Document text.

-- Begin --

In the United States May is designated as Asian American Pacific Islander (AAPI) Month. However, to accommodate for the academic year, Upper Iowa will begin celebrating the culture, traditions and long history of contributions and achievements of Asian Americans and Pacific Islanders in the United States beginning mid-April into May.

History Celebration

In 1978, Congress passed a joint Congressional Resolution to commemorate Asian American Heritage Week during the first week of May because of two important anniversaries. First, the arrival of the first known Japanese immigrant to the U.S. on May 7, 1843; secondly, the completion of the transcontinental railroad on May 10, 1869, which upwards of 20,000 Chinese workers helped to construct. It was not until 1990 that the observance was expanded to a month. The month pays tribute to the generations of Asian and Pacific Islanders who have enriched the United States’ history and are instrumental in its future success.

Upper Iowa has a long history of recruiting students from Asia and the Pacific Islands. While the first international student to attend Upper Iowa University in 1872 was from Dublin, Ireland, the next three international students were all from Japan:

  • Jay Kono attended UIU from 1890-1892.  While he was here, he also lectured and wrote an article in the Collegian student newspaper about the development of Japanese Schools.

-- End --

Excerpted data.

-- Begin --

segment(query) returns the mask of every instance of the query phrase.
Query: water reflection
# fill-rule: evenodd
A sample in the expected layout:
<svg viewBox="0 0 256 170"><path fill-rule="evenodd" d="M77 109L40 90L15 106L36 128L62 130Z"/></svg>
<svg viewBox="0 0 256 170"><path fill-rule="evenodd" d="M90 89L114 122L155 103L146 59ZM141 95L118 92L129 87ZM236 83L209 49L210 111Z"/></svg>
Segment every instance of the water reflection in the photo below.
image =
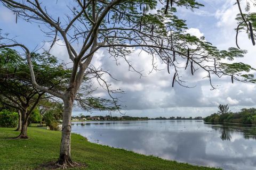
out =
<svg viewBox="0 0 256 170"><path fill-rule="evenodd" d="M90 141L165 159L225 169L256 166L255 126L159 120L76 123L72 128Z"/></svg>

-- End --

Parts of the exercise.
1 – According to the text on AAPI Month at Upper Iowa, in what year was the observance expanded from a week to a month?
2 – Extend the text on AAPI Month at Upper Iowa, picking up after its final sentence.

Task results.
1 – 1990

2 –
  • Peter Goro Kaburagi from Chibaken, Japan graduated from UIU in 1895, then earned his Master’s degree here in 1899.  While he was here, he taught the UIU students about Japan in entertaining ways, and after graduation traveled and continued to lecture until he settled down in Vancouver, Canada.  He served as Superintendent of Japanese Missions in British Columbia; was owner and president of the Japanese Daily News; Principal of Vancouver Anglo-Japanese Ladies School; author of several articles on travel, social, and religious subjects; lecturer on Japan and Missionary work in Canada and Japan.  He also traveled to Japan, China, Manchuria, and Korea.
  • Kataoka, Saul from Takusima, Japan graduated from UIU in 1899. In 1895, Mr. Kaburagi and Kataoka provided in Oriental Tea sponsored by the Y. W. C. A.  Rugs were spread around the dining room and tea served in true Oriental style.  For entertainment, Mr. Kaburagi read people’s fortunes, and Mr. Kataoka provided music and a reading.  Mr. Kataoka was active at UIU, including participating in several elocution recitals.  After UIU, he graduated from Drew Theological Seminary, then returned to Japan to preach. He was reported to have been killed in the Boxer Rebellion (1899-1901) in which the Chinese rebelled against foreigners and Christians.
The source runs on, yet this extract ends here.